### Instructions to follow
Reproduce every line of the records below verbatim.

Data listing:
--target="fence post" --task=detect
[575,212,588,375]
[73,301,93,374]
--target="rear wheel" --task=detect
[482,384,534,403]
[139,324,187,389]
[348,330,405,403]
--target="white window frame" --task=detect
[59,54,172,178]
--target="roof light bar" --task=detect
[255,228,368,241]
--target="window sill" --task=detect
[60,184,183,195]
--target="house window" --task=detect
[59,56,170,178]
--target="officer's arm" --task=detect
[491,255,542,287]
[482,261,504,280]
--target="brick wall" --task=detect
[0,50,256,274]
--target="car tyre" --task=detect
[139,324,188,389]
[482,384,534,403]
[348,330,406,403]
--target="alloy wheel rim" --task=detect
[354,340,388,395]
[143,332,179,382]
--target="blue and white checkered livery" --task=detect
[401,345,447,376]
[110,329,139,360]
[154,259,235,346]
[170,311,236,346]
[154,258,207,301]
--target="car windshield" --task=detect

### In response
--target="fence post" --task=detect
[575,212,588,375]
[73,301,93,374]
--target="rear wheel" --task=detect
[482,384,534,403]
[139,324,187,389]
[348,330,405,403]
--target="white window frame" --task=detect
[59,54,172,178]
--target="roof light bar" --task=detect
[255,228,368,241]
--target="window sill" --task=detect
[60,184,183,195]
--target="house window" --task=detect
[59,56,170,178]
--target="officer's arm" --task=detect
[491,255,542,287]
[482,261,504,280]
--target="brick wall" --task=detect
[0,50,256,274]
--target="car tyre" --task=detect
[139,324,188,389]
[482,384,534,403]
[348,330,406,403]
--target="alloy wheel rim" --task=detect
[354,340,388,395]
[143,332,179,382]
--target="blue and white checkered livery" --task=detect
[401,345,447,376]
[110,329,139,360]
[154,259,235,346]
[170,311,236,346]
[154,258,207,301]
--target="car windshield" --task=detect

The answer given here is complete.